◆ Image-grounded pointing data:
+---+

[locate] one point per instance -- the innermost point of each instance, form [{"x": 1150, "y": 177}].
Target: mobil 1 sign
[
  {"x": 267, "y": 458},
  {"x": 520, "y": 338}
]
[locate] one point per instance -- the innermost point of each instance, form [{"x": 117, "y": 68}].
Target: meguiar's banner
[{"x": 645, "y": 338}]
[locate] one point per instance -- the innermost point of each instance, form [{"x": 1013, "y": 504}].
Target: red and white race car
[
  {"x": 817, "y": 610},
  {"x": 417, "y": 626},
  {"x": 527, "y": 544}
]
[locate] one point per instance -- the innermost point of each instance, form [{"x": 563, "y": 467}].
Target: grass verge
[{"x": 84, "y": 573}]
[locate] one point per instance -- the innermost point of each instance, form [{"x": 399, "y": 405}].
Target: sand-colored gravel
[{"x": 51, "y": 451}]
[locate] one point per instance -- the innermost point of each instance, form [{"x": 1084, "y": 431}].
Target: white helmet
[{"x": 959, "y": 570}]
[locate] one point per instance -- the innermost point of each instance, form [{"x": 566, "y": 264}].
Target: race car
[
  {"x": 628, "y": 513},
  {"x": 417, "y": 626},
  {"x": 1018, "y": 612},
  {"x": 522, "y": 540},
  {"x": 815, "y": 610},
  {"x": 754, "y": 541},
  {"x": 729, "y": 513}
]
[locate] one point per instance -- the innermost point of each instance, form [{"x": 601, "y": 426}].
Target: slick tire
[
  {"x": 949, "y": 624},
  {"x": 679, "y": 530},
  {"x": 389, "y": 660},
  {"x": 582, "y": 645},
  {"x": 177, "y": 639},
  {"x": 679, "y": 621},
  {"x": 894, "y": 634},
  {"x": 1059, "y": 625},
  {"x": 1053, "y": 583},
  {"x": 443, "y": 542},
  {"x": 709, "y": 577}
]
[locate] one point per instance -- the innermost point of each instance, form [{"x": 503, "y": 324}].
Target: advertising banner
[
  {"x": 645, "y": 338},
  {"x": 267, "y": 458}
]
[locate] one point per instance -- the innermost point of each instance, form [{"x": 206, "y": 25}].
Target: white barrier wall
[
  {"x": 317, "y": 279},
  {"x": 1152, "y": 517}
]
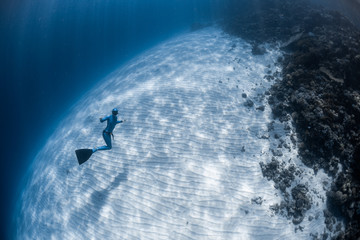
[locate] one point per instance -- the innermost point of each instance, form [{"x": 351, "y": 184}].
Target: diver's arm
[{"x": 104, "y": 119}]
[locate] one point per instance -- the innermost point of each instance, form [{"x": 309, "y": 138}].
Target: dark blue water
[{"x": 54, "y": 51}]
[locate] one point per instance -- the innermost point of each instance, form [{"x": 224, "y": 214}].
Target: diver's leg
[{"x": 107, "y": 139}]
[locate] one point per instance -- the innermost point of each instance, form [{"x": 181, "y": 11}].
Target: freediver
[{"x": 108, "y": 131}]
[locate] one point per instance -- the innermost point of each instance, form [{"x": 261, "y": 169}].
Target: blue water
[{"x": 54, "y": 51}]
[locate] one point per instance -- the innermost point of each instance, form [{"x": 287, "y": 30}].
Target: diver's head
[{"x": 115, "y": 111}]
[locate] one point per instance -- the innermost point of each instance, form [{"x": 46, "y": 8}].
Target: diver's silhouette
[
  {"x": 84, "y": 154},
  {"x": 107, "y": 133}
]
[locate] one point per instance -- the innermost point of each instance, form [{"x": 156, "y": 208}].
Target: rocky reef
[{"x": 319, "y": 91}]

+---+

◆ The problem: With no pictures included, write out the entries exactly.

◆ Output of the task:
[locate] one point per instance -- the innermost point of each instance, form [{"x": 1150, "y": 177}].
Target: mobil 1 sign
[
  {"x": 267, "y": 458},
  {"x": 520, "y": 338}
]
[locate] one point per instance -- the innermost point of each instance, form [{"x": 117, "y": 68}].
Target: meguiar's banner
[{"x": 645, "y": 338}]
[locate] one point per instance -- the innermost point of each instance, form [{"x": 1013, "y": 504}].
Target: red and white race car
[
  {"x": 817, "y": 610},
  {"x": 417, "y": 626},
  {"x": 527, "y": 544}
]
[locate] one point per instance -- the innermost point of each instance, form [{"x": 563, "y": 467}].
Target: grass verge
[{"x": 84, "y": 573}]
[locate] one point per instance -- the innermost point of each instance, form [{"x": 399, "y": 405}].
Target: sand-colored gravel
[{"x": 51, "y": 451}]
[locate] one point per instance -- the innermost point of each instance, form [{"x": 1084, "y": 431}].
Target: white helmet
[{"x": 959, "y": 570}]
[locate] one point per instance -- the innermost point of each instance, form [{"x": 566, "y": 264}].
Target: race car
[
  {"x": 628, "y": 513},
  {"x": 417, "y": 626},
  {"x": 1018, "y": 612},
  {"x": 522, "y": 540},
  {"x": 815, "y": 610},
  {"x": 754, "y": 541},
  {"x": 729, "y": 513}
]
[locate] one point per instance -- the innermost point of each instance, form [{"x": 601, "y": 426}].
Target: slick tire
[
  {"x": 949, "y": 624},
  {"x": 679, "y": 530},
  {"x": 389, "y": 660},
  {"x": 582, "y": 645},
  {"x": 177, "y": 639},
  {"x": 679, "y": 621},
  {"x": 894, "y": 634},
  {"x": 1059, "y": 625},
  {"x": 1053, "y": 583},
  {"x": 443, "y": 542},
  {"x": 709, "y": 577}
]
[locate] one point per instance -- the innermost point of each instance, form [{"x": 503, "y": 324}].
Target: advertising banner
[
  {"x": 645, "y": 338},
  {"x": 267, "y": 458}
]
[locate] one point per instance -- the innermost point of each instance, form [{"x": 206, "y": 25}].
Target: white barrier wall
[
  {"x": 317, "y": 279},
  {"x": 1152, "y": 517}
]
[locate] one point per instance -- the innermost point of each instance, form [{"x": 351, "y": 184}].
Target: diver's arm
[{"x": 104, "y": 119}]
[locate] one point per instance -- the innermost point of each instance, form [{"x": 309, "y": 138}].
Target: dark blue water
[{"x": 54, "y": 51}]
[locate] one point per instance -- the innermost point of each instance, form [{"x": 224, "y": 214}].
Target: diver's leg
[{"x": 107, "y": 139}]
[locate] one point per instance -- the innermost point of each instance, form [{"x": 181, "y": 11}].
Target: freediver
[{"x": 108, "y": 131}]
[locate] one point per instance -- the innermost point of each instance, form [{"x": 261, "y": 169}].
Target: blue water
[{"x": 54, "y": 51}]
[locate] one point per instance -- the innermost point of each instance, form [{"x": 287, "y": 30}].
Target: diver's head
[{"x": 115, "y": 111}]
[locate] one point per instance -- the innermost point of each instance, form [{"x": 46, "y": 8}].
Target: diver's silhouette
[
  {"x": 84, "y": 154},
  {"x": 107, "y": 133}
]
[locate] one point per instance -- the innermost point of each instance, form [{"x": 156, "y": 208}].
Target: rocky reef
[{"x": 319, "y": 91}]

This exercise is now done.